▸ **WHAT THE TASK ASKS**: Recast the records from the first line through the line containing "positive clicks: (348, 338) (267, 289)", both included, as a Markdown table with the columns Row and Line. Leave out any blank lines.

** Opening RECORDS TO PROCESS block **

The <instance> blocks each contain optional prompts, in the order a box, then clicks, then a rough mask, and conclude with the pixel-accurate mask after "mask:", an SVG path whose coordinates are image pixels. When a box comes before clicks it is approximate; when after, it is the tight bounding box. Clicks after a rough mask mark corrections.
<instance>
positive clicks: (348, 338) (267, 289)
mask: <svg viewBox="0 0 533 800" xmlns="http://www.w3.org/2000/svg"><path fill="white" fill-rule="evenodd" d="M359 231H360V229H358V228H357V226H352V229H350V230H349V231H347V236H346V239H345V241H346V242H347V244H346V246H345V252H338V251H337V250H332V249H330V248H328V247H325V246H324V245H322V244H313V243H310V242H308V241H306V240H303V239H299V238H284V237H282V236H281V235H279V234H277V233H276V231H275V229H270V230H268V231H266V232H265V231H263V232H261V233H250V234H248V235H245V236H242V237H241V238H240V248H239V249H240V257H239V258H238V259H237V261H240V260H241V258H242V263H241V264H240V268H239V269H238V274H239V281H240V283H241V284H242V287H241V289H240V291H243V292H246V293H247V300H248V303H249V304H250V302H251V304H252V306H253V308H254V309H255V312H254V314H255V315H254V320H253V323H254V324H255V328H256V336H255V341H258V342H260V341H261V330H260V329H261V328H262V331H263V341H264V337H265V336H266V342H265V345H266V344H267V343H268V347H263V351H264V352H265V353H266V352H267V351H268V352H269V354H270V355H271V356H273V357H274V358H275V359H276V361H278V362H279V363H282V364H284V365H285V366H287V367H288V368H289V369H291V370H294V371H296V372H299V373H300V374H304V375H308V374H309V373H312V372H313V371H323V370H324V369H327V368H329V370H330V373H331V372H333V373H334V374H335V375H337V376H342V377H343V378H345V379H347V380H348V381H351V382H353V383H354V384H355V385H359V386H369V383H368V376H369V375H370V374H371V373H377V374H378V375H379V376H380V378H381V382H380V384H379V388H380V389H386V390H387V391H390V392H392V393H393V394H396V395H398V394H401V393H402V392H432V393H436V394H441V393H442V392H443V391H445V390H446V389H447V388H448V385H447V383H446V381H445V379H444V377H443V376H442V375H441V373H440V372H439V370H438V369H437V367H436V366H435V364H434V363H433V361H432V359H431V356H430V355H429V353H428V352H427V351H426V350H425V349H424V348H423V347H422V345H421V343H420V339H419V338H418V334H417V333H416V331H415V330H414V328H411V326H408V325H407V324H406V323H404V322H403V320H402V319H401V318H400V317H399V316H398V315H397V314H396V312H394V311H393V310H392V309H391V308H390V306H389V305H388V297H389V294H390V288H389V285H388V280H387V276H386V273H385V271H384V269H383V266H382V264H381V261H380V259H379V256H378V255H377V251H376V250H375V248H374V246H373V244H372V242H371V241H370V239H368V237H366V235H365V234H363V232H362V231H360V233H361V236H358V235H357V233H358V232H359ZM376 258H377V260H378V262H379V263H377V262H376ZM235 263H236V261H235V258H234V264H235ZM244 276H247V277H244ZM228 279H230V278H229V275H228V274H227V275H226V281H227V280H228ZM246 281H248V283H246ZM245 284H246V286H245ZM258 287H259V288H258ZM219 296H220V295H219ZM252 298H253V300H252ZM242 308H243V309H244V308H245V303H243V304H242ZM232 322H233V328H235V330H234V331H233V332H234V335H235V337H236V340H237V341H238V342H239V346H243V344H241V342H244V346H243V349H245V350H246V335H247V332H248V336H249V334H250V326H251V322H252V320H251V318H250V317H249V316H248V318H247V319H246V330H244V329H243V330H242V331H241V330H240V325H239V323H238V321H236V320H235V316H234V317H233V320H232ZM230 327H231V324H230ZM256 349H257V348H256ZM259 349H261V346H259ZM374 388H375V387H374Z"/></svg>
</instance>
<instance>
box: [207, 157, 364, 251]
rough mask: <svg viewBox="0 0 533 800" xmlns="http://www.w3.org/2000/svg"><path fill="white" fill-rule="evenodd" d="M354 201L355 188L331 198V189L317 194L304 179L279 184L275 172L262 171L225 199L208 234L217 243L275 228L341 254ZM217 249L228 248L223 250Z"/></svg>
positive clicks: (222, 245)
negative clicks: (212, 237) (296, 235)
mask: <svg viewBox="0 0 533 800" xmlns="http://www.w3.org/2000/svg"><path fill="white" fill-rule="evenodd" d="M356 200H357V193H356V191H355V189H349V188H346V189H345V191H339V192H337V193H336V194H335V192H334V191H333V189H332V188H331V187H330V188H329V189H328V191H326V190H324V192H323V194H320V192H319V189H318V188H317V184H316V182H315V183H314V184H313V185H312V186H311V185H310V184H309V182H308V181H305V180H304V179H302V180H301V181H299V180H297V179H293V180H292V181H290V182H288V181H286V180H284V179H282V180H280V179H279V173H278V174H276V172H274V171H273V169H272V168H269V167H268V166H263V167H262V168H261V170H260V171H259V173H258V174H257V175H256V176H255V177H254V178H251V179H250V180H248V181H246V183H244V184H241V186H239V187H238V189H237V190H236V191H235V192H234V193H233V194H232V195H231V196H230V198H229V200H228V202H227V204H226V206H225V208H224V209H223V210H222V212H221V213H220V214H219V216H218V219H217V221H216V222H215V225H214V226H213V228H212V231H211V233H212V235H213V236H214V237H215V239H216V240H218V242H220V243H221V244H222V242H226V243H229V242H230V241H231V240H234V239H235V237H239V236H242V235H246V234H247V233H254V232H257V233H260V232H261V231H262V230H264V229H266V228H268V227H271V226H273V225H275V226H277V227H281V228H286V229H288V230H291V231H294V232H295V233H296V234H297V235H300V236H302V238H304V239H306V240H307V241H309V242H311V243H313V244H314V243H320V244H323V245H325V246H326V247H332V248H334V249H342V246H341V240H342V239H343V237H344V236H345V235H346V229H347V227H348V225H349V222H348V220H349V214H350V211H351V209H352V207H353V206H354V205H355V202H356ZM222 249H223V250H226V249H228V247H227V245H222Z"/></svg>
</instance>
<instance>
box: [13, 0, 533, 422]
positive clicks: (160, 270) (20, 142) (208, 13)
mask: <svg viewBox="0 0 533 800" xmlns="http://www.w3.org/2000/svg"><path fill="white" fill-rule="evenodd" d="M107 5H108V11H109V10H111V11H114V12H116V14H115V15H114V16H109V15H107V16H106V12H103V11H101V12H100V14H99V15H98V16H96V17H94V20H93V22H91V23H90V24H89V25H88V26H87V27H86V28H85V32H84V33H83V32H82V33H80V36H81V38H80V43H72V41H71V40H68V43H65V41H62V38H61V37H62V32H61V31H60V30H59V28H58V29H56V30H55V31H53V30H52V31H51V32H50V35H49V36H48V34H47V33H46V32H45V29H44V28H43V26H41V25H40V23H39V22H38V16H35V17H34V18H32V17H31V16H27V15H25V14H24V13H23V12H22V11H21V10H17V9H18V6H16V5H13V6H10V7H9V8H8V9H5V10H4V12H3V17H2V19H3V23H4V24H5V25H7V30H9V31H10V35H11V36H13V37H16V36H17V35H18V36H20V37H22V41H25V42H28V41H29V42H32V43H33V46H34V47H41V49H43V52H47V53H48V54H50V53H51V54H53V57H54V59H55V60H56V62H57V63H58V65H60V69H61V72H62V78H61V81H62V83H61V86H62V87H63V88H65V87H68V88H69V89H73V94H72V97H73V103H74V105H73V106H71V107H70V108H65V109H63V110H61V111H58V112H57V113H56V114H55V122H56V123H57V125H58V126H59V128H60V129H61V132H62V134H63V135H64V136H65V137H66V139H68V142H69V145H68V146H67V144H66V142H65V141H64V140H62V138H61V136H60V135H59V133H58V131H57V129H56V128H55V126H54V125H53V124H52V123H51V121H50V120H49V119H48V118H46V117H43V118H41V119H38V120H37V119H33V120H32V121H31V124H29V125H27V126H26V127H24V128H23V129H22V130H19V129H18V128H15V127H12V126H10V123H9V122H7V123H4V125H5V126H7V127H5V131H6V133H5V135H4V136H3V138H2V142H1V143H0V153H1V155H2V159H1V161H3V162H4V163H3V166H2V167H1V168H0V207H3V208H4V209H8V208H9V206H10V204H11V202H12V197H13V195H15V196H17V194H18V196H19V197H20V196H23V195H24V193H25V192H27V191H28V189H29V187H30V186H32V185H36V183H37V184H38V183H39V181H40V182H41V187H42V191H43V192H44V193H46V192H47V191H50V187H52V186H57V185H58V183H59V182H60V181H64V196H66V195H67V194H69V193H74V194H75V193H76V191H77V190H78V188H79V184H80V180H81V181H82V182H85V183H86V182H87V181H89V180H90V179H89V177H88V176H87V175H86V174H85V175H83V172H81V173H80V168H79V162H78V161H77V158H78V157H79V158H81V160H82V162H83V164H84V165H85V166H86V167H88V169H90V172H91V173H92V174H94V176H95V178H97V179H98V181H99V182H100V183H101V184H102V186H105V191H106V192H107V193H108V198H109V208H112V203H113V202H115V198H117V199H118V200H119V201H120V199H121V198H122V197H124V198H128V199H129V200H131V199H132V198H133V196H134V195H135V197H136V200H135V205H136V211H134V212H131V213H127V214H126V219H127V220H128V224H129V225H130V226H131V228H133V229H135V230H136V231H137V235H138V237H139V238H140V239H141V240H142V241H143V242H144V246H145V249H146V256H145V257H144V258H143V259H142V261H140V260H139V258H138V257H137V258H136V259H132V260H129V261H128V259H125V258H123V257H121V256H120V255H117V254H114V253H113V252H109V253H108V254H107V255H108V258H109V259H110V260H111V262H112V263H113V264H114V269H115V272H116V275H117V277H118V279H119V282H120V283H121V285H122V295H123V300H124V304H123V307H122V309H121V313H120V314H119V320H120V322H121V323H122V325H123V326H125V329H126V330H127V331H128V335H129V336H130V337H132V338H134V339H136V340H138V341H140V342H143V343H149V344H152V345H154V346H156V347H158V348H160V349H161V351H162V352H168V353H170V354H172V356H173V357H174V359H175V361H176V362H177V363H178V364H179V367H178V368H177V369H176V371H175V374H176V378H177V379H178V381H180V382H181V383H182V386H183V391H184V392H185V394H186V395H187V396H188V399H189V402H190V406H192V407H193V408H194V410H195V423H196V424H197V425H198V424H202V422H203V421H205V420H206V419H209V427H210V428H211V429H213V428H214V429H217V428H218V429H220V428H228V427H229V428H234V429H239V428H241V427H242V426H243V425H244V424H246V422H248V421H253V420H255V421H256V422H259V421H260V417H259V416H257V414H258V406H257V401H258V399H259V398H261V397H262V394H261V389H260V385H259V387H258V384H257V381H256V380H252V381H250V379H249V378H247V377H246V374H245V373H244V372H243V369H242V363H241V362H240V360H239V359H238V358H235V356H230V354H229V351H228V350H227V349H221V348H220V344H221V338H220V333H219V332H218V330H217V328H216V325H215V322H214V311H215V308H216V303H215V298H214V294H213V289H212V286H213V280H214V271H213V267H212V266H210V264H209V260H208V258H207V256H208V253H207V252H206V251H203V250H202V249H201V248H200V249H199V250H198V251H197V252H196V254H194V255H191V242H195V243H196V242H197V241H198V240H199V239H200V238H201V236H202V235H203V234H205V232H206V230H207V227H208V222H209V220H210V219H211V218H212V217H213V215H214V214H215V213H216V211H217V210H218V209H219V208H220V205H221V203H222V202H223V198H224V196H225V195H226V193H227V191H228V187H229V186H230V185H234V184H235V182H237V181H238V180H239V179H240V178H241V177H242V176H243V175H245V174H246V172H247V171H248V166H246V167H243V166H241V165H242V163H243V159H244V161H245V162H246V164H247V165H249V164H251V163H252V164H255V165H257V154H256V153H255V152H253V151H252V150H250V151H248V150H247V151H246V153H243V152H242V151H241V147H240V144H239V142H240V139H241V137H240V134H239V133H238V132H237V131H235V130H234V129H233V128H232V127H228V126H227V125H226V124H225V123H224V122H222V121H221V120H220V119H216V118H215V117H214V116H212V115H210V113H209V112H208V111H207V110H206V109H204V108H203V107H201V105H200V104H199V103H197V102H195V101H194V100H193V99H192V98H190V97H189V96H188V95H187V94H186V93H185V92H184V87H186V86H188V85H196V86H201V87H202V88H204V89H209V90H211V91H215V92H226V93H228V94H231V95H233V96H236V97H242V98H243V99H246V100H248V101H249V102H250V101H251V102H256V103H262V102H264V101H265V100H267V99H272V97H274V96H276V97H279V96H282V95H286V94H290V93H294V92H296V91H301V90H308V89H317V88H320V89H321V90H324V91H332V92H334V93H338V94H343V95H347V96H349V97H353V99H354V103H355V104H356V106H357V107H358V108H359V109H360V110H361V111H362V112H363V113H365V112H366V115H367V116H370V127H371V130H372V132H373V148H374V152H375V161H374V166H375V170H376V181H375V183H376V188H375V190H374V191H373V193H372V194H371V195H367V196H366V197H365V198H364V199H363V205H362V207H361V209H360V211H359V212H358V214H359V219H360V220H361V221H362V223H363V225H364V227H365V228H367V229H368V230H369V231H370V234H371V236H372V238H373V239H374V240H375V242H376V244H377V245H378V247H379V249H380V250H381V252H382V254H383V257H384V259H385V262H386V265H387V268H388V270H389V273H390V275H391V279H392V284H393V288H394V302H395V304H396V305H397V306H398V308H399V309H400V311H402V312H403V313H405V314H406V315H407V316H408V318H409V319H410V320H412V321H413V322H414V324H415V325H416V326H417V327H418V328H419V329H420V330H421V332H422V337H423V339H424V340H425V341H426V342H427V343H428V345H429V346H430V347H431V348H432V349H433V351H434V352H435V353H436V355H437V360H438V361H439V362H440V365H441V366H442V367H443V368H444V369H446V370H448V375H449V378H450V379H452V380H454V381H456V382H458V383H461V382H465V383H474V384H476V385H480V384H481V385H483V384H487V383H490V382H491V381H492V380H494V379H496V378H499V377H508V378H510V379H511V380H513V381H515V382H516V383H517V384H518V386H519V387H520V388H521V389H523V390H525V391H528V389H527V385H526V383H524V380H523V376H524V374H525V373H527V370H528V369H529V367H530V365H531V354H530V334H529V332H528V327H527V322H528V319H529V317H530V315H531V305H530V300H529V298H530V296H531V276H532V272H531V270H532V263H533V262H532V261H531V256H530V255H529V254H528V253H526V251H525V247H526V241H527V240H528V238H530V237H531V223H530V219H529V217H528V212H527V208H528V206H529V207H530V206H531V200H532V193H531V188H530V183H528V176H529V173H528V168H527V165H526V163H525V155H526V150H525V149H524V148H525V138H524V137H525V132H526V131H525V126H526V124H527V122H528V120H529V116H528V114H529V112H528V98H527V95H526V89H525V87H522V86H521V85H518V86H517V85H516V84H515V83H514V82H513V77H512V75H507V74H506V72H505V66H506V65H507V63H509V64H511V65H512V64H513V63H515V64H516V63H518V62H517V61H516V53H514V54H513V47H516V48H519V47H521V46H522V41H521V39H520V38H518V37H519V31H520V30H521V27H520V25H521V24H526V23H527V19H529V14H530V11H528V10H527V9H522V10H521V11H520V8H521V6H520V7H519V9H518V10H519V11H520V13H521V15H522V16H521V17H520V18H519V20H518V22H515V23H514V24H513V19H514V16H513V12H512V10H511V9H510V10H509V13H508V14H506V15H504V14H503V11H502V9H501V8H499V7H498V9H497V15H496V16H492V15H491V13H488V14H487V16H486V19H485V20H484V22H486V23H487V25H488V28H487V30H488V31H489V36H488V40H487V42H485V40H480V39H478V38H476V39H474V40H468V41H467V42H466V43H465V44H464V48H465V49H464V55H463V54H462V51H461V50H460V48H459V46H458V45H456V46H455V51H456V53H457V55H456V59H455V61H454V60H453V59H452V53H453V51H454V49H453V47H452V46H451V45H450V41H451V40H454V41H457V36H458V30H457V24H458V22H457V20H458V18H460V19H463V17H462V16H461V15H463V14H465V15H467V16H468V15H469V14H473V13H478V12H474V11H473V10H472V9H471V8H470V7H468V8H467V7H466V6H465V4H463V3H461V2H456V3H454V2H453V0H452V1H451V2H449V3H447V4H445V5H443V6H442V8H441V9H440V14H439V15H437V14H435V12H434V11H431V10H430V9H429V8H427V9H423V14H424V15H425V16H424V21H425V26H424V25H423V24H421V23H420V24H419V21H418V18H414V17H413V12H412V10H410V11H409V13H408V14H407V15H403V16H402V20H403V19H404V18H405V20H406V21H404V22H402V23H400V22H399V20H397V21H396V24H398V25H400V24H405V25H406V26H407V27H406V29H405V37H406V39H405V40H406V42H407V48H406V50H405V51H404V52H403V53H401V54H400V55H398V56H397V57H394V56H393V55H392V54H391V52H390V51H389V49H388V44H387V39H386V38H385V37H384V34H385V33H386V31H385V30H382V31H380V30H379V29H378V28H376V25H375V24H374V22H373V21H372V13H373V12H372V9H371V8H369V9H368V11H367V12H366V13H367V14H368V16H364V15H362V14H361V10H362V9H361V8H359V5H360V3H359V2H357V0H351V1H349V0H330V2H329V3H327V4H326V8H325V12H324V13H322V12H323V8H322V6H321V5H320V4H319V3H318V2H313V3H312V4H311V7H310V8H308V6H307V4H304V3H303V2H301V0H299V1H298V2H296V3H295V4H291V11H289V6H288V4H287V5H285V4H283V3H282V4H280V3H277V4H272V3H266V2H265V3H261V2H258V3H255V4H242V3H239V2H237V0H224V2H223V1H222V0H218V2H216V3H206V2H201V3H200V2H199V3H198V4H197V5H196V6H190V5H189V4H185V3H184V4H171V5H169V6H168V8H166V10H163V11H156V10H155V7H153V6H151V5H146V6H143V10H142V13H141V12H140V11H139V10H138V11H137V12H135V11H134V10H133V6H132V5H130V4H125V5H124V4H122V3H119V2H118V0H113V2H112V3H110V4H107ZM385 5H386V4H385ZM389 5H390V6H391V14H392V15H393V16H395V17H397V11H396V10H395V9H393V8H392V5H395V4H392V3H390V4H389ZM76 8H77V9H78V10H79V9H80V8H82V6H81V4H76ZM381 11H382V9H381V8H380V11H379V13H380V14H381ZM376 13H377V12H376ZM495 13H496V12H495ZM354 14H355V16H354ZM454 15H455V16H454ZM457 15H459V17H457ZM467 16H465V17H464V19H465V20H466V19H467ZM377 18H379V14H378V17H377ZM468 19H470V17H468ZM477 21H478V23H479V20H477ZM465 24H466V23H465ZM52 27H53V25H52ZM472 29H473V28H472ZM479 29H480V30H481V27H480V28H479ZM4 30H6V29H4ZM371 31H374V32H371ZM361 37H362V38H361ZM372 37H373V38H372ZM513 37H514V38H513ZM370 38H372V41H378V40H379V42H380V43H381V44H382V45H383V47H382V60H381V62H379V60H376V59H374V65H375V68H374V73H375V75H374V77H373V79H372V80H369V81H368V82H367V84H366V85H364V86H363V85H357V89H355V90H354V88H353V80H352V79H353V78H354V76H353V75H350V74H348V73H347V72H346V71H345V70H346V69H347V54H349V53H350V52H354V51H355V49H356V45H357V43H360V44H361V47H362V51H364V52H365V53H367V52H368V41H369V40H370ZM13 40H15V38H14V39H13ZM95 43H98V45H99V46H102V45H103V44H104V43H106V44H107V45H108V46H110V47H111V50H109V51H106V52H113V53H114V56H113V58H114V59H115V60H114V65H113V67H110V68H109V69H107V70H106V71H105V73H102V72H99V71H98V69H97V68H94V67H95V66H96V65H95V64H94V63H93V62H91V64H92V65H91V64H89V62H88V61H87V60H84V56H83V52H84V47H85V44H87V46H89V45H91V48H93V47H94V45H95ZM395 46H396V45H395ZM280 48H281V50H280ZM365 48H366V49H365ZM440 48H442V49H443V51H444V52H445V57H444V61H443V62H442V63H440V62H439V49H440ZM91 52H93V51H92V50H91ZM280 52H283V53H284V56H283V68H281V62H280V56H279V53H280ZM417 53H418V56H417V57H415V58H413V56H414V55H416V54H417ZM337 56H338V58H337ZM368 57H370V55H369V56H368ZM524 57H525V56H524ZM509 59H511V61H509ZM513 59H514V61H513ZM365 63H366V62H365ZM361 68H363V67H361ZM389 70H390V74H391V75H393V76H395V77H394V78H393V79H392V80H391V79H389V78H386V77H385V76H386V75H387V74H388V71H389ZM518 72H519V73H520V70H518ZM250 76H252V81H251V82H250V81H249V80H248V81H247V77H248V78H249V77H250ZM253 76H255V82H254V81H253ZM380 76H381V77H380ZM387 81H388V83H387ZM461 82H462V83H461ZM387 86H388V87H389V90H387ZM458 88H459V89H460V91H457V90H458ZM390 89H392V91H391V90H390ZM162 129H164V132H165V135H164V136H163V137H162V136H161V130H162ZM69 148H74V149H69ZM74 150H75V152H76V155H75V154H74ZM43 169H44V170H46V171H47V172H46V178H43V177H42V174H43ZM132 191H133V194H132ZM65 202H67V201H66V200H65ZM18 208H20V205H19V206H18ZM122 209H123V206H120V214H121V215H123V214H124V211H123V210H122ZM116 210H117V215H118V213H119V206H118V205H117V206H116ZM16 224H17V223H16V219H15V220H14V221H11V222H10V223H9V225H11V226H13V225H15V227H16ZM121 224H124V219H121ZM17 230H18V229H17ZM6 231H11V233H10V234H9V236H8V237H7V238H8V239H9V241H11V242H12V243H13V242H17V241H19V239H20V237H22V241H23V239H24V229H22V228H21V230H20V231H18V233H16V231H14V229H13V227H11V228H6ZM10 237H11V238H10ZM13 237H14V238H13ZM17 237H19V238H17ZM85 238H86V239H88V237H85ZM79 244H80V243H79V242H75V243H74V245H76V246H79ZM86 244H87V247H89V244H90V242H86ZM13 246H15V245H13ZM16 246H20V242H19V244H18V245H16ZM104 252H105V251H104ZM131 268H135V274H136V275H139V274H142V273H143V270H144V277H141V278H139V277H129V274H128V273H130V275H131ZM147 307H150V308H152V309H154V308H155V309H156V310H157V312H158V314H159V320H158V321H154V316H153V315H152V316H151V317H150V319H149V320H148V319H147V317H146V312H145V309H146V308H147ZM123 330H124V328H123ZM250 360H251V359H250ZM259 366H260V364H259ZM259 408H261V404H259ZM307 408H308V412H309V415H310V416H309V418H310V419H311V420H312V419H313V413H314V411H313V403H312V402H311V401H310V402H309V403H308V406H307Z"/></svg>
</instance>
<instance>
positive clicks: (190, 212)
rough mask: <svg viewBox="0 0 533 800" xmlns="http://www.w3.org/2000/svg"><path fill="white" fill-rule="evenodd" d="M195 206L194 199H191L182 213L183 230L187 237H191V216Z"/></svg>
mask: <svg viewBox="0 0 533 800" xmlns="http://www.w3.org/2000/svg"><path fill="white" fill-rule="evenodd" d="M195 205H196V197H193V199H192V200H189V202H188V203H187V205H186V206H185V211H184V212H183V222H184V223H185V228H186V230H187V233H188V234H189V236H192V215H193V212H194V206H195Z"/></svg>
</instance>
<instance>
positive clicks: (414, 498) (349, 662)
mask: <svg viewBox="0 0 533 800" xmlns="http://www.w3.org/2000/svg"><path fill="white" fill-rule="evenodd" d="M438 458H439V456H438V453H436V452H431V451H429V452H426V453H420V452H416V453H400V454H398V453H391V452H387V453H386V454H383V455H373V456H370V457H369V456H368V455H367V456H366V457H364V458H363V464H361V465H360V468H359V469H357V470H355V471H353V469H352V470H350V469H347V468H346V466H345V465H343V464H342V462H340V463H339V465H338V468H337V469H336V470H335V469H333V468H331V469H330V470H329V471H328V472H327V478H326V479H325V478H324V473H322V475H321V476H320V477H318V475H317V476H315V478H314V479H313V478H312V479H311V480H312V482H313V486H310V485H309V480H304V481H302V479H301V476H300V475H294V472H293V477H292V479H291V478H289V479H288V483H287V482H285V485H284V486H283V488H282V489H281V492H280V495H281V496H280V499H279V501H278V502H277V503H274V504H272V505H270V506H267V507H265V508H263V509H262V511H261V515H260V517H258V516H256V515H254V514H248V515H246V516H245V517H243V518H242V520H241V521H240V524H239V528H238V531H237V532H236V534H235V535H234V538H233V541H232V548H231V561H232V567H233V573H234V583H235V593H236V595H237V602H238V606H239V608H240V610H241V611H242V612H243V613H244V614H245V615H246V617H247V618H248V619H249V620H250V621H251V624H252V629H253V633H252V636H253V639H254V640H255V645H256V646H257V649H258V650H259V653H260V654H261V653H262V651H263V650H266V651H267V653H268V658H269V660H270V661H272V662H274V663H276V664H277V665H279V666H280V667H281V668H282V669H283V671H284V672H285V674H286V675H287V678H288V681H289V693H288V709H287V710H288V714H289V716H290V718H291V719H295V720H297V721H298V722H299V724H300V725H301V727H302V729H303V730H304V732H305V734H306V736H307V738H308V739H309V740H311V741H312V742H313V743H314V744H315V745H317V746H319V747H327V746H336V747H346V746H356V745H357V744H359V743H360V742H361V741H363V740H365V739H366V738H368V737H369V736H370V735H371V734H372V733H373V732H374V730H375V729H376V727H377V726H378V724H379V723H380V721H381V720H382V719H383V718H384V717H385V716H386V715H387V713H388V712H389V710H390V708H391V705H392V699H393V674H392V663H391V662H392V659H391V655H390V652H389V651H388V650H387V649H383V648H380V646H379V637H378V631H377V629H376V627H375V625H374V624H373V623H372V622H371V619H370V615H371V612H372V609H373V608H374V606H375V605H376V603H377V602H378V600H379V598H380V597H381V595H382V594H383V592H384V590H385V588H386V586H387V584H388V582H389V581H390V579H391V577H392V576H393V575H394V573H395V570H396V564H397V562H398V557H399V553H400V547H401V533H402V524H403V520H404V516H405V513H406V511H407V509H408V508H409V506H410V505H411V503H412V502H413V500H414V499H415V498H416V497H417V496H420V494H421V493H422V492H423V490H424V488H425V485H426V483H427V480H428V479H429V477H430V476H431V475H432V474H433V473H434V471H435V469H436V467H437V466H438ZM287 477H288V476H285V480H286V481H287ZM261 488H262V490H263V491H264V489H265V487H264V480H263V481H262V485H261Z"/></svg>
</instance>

** Closing RECORDS TO PROCESS block **

▸ **RESPONSE**:
| Row | Line |
|---|---|
| 1 | The <instance> blocks each contain optional prompts, in the order a box, then clicks, then a rough mask, and conclude with the pixel-accurate mask after "mask:", an SVG path whose coordinates are image pixels. When a box comes before clicks it is approximate; when after, it is the tight bounding box. Clicks after a rough mask mark corrections. |
| 2 | <instance> |
| 3 | positive clicks: (348, 338) (267, 289) |